REQUIRED WORK: Please present the lines of the items from the line with "Put a marker on every instance of the gravel" through the line with "Target: blue sky", both ends included, as a numbered list with blank lines left out and no other lines added.

++++++

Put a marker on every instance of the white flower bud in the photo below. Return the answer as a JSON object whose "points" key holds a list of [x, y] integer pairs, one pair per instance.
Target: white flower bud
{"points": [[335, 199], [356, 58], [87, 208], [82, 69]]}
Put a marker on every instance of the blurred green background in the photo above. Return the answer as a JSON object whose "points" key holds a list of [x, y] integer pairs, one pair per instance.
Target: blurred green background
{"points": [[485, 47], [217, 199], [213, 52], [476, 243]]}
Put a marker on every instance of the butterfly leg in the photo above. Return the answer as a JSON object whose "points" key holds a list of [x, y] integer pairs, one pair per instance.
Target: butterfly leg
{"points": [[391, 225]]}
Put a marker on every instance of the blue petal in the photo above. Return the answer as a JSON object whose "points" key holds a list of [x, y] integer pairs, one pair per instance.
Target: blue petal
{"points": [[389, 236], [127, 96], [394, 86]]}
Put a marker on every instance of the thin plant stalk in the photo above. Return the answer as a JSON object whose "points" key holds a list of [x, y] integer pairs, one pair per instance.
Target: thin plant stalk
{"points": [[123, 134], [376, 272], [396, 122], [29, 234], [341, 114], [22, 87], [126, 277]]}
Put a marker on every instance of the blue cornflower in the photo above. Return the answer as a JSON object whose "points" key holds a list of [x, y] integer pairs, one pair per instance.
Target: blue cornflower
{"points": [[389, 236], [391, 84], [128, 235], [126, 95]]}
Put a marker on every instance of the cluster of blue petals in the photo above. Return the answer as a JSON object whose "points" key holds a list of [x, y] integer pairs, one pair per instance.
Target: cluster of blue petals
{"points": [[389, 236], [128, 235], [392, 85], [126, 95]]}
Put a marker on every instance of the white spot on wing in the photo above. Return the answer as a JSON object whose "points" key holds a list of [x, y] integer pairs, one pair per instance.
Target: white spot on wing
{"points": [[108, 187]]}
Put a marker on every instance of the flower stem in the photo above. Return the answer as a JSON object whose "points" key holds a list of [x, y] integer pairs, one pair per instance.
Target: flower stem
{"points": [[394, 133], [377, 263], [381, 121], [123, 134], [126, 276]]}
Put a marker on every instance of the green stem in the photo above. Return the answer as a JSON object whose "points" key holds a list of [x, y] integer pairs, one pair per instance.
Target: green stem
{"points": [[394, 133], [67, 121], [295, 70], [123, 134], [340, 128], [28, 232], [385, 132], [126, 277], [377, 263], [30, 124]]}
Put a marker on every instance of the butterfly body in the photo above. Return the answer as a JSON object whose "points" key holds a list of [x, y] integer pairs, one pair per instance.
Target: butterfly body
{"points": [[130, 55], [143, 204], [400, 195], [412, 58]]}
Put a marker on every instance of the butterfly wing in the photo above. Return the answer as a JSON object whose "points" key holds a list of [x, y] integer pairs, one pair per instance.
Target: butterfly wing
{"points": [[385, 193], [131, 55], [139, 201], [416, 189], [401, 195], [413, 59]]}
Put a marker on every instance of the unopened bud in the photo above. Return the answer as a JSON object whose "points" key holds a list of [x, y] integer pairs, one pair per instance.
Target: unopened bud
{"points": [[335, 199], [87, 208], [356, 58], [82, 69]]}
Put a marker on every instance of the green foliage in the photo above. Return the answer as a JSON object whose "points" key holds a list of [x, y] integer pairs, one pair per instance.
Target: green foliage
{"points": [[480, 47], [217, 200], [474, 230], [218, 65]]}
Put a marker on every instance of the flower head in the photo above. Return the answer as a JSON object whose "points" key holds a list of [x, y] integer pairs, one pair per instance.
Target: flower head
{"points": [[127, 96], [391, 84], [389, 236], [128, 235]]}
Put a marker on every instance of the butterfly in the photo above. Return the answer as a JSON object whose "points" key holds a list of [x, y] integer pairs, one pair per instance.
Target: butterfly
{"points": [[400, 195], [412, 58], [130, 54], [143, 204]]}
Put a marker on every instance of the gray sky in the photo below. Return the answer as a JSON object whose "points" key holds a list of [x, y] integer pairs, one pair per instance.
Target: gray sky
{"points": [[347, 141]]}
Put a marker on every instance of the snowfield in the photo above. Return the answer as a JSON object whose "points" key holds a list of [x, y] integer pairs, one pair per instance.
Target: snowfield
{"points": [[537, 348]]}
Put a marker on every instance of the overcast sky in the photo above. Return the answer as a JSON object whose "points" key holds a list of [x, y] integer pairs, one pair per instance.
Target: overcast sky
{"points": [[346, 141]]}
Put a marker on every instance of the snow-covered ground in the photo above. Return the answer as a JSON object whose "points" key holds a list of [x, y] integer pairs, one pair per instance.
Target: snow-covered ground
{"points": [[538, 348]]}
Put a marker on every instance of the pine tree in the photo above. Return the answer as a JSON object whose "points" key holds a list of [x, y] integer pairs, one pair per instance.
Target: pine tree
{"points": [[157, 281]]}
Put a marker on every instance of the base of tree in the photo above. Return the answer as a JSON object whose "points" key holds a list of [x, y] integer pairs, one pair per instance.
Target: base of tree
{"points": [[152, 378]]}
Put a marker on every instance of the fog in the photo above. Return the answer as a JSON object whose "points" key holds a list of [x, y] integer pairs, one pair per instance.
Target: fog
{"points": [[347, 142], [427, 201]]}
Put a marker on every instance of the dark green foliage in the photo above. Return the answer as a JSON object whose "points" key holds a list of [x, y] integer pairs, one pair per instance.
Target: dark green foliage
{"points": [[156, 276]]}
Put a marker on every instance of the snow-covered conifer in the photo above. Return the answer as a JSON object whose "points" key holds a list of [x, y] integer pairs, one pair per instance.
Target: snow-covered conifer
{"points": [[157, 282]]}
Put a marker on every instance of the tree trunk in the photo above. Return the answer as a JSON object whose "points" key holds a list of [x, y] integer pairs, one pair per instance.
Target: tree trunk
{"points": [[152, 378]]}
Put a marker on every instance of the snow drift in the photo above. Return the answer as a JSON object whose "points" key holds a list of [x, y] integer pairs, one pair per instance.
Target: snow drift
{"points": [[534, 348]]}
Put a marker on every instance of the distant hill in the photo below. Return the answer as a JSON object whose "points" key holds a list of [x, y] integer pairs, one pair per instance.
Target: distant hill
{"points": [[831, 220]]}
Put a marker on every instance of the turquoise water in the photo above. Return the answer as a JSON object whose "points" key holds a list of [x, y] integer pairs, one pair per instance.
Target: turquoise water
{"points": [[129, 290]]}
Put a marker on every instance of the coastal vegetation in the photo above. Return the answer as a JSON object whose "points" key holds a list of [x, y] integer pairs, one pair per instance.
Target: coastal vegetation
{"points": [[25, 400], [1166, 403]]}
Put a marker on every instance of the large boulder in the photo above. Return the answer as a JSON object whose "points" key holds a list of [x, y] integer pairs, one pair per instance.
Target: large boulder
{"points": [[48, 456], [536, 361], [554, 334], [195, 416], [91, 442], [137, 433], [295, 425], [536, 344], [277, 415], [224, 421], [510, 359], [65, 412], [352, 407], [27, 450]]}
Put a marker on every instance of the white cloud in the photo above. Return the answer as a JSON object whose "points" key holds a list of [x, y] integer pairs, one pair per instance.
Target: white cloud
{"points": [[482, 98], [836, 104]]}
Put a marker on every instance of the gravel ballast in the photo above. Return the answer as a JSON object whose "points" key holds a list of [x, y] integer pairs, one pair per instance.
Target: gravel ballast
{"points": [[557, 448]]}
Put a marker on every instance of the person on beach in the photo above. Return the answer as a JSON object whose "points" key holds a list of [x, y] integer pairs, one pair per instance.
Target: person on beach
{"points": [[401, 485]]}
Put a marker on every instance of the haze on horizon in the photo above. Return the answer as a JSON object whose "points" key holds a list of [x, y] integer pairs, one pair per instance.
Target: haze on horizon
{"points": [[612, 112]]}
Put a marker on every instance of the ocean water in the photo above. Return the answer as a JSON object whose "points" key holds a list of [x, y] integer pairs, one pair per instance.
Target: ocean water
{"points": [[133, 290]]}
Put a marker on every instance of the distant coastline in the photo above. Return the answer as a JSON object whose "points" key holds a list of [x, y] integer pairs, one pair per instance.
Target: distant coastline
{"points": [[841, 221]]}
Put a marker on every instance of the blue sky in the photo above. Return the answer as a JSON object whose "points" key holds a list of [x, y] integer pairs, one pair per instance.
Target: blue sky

++++++

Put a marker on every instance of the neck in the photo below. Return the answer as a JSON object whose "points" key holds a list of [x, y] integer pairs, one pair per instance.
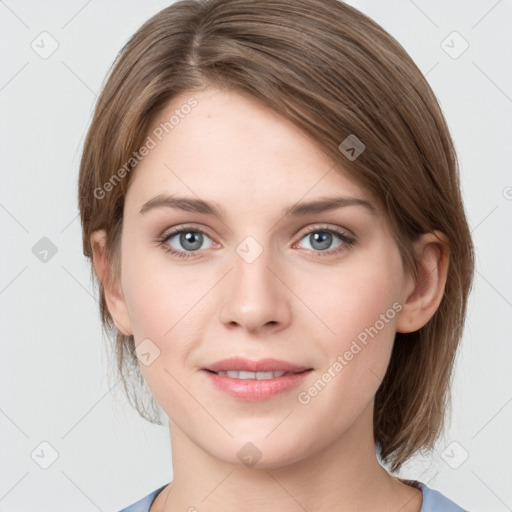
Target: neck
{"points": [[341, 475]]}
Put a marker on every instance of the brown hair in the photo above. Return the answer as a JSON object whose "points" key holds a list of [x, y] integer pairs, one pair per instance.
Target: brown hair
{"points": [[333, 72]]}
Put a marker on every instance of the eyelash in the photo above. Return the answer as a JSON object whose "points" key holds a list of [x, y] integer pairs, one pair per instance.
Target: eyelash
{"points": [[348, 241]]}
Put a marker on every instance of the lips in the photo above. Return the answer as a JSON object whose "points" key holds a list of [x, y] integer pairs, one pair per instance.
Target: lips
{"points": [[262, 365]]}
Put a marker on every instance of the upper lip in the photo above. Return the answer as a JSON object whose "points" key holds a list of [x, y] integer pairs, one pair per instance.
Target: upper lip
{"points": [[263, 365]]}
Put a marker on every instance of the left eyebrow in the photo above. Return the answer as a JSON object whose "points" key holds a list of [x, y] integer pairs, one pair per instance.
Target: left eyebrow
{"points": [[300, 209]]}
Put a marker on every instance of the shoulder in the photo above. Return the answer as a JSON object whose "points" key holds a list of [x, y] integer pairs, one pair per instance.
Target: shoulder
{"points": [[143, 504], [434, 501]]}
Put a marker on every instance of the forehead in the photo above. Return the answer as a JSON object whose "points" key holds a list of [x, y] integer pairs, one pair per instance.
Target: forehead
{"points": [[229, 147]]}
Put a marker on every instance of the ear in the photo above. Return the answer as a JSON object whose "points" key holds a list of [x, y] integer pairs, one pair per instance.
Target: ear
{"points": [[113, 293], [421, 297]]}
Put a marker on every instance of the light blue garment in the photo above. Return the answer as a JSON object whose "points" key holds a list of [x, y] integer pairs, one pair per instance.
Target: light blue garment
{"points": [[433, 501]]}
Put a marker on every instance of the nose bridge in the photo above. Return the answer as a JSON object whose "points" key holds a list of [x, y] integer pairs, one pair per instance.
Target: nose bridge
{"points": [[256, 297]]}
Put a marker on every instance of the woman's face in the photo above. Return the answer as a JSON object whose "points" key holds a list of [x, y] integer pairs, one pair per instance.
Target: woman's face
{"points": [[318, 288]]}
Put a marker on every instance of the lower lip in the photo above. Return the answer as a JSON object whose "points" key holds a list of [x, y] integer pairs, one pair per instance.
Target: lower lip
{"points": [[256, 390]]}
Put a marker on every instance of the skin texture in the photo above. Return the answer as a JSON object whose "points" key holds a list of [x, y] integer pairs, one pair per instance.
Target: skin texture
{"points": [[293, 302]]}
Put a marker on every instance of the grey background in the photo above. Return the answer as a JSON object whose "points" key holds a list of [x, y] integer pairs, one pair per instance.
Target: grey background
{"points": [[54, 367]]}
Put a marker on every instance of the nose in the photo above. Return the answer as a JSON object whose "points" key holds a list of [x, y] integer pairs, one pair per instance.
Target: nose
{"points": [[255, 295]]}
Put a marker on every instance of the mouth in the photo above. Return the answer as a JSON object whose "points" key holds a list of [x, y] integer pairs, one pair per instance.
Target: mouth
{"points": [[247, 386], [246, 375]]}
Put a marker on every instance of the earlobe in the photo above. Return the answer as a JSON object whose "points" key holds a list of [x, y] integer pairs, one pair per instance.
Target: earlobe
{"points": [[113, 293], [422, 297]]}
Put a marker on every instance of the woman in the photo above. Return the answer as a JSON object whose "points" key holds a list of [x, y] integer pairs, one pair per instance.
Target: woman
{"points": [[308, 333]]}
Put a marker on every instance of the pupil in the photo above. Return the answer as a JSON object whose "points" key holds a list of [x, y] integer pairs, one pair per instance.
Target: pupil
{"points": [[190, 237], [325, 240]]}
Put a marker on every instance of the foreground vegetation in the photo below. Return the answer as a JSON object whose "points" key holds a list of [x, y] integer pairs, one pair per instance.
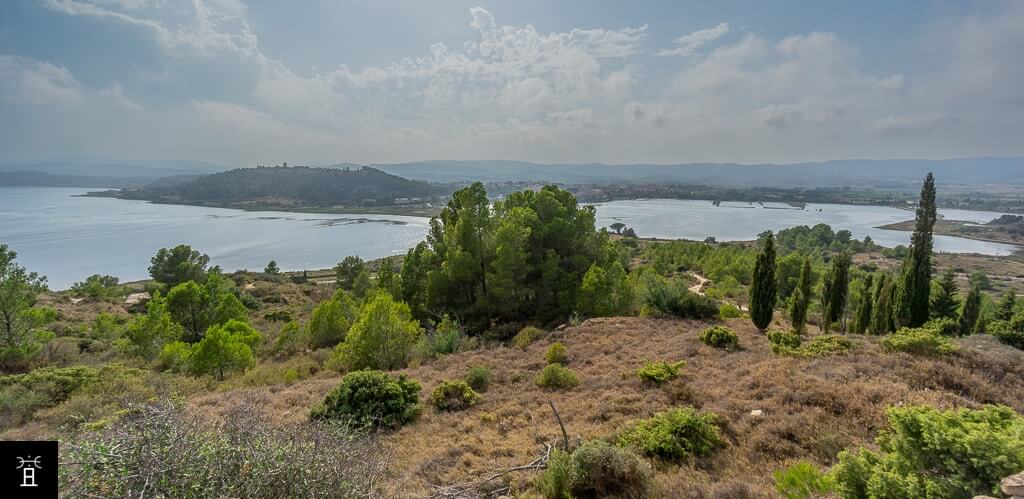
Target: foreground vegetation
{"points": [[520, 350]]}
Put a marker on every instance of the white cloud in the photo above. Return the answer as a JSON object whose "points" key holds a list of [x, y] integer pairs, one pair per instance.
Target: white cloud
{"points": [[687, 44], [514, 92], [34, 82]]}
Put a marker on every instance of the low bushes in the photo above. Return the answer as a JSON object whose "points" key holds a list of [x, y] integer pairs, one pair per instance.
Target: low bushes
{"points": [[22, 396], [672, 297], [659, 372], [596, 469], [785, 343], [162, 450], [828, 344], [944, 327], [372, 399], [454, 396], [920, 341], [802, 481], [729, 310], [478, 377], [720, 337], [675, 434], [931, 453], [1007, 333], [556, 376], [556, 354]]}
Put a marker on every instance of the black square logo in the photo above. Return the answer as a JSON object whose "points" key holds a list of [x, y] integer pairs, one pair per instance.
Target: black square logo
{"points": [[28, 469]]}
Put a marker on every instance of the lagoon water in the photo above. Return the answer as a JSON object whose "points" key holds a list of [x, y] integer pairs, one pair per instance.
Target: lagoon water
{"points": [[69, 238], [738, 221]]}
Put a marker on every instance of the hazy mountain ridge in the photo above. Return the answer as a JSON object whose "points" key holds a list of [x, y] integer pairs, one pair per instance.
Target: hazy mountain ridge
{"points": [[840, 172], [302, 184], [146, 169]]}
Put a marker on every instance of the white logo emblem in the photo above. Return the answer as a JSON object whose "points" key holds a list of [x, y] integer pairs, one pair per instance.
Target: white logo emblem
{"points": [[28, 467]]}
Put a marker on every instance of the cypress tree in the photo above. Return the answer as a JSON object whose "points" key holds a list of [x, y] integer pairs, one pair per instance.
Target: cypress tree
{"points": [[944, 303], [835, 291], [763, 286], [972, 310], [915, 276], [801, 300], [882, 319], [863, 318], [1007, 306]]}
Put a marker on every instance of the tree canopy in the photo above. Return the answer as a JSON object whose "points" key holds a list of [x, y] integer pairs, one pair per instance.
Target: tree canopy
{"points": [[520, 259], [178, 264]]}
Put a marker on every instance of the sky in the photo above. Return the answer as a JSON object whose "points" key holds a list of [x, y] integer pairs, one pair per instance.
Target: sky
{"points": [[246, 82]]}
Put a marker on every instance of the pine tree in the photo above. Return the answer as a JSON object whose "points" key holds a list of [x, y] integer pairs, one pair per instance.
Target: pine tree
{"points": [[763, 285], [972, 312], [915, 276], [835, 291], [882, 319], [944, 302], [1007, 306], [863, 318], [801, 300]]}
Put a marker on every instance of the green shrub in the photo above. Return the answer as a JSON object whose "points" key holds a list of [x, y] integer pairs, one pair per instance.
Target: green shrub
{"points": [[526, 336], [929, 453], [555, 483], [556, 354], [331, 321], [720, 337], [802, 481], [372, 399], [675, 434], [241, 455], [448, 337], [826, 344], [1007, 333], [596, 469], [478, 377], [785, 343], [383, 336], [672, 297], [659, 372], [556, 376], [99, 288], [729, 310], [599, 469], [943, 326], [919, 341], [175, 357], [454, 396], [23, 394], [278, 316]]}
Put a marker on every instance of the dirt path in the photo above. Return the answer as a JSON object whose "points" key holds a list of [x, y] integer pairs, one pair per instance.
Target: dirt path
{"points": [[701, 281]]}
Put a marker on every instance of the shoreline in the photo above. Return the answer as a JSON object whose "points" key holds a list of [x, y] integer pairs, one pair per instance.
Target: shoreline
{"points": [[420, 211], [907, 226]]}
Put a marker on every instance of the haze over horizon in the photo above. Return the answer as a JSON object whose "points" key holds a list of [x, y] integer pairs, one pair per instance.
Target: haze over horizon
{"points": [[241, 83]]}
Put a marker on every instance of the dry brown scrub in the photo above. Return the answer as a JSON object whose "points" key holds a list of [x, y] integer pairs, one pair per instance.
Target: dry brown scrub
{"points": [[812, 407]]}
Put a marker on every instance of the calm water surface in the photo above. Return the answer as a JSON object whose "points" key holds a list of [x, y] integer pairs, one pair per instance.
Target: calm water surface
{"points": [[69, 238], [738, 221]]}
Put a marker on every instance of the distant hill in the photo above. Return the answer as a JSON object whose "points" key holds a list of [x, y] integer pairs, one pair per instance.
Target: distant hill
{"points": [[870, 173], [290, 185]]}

++++++

OUTPUT BELOW:
1. Put a marker on every instance of the gravel ballast in the photo above. Return the answer as a JSON object whose "points" key holds a list of [x, y] integer pairs, one pair per instance.
2. Target: gravel ballast
3. {"points": [[557, 448]]}
4. Put a marker on every instance of the person on beach in the photo above. Return the answer as a JSON object whose "points" key holds a list of [x, y] integer pairs, one pair per instance.
5. Target: person on beach
6. {"points": [[401, 485]]}
7. Put a marker on every instance of the haze on horizon in the photo above. Return the answer as a JSON object whose "points" key holds a list of [x, y] integer pairs, one pair per instance.
8. Target: haze on horizon
9. {"points": [[612, 112]]}
10. Put a marker on every instance of the ocean water in the photo above. Return the answer as a JSON object whose "points" key holds a list of [x, y] integer pairs, one pair per instance.
11. Target: ocean water
12. {"points": [[133, 290]]}
13. Put a marker on every instance of the distant coastline in the photo above. Return the answer as a JSON object whose "points" key holds a list of [x, y] integer pairs, one pair per instance.
14. Target: distant coastline
15. {"points": [[841, 221]]}
16. Put a marker on every instance of the blue sky in the photo above. Return the answer as a JSON object whose "points" key holds a list of [x, y] integer pairs, one pair per instance.
17. Target: blue sky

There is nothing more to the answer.